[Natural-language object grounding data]

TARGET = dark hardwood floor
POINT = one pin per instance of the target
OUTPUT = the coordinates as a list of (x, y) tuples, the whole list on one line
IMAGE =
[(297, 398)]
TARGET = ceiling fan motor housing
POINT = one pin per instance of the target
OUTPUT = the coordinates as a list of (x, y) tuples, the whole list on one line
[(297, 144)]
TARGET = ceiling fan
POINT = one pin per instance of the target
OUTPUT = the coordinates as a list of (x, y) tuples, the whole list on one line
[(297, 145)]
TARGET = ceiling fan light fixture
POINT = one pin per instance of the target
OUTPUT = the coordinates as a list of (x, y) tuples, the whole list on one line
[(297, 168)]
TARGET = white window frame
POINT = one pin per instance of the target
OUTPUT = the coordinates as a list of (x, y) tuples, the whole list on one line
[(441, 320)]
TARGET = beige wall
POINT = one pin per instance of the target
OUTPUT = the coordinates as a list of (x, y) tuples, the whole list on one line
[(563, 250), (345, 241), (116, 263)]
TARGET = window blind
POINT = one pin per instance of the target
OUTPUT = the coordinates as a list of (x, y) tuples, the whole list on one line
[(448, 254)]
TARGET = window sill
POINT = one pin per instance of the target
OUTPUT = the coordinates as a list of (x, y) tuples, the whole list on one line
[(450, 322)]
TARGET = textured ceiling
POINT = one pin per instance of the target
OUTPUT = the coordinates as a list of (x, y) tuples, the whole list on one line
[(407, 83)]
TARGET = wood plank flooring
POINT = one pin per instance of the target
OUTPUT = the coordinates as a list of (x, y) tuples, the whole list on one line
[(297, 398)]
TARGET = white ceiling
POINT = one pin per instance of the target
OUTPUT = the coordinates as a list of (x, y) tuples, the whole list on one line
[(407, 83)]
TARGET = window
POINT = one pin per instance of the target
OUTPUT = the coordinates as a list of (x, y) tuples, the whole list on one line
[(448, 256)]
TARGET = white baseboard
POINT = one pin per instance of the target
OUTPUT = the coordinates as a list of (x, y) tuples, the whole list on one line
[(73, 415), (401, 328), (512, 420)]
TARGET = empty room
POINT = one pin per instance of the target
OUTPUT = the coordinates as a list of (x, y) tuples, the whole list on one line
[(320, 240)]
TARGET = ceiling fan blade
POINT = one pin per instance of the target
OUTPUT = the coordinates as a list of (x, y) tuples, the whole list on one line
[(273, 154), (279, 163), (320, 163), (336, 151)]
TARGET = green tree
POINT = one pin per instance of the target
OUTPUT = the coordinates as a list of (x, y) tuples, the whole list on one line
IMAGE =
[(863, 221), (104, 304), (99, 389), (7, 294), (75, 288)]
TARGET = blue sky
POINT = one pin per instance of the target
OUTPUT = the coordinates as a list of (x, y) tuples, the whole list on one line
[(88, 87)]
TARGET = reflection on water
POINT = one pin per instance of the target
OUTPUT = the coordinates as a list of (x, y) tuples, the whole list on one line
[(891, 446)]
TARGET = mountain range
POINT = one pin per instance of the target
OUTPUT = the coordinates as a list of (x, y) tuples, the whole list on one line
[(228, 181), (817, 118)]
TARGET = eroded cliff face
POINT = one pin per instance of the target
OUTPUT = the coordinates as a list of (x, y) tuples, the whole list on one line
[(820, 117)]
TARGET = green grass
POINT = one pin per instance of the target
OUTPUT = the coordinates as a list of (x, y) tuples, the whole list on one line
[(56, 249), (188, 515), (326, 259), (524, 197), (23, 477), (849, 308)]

• **What is required**: Your reply is one number: how many lines of the records above contain the word "white".

• **Completed exercise**: 3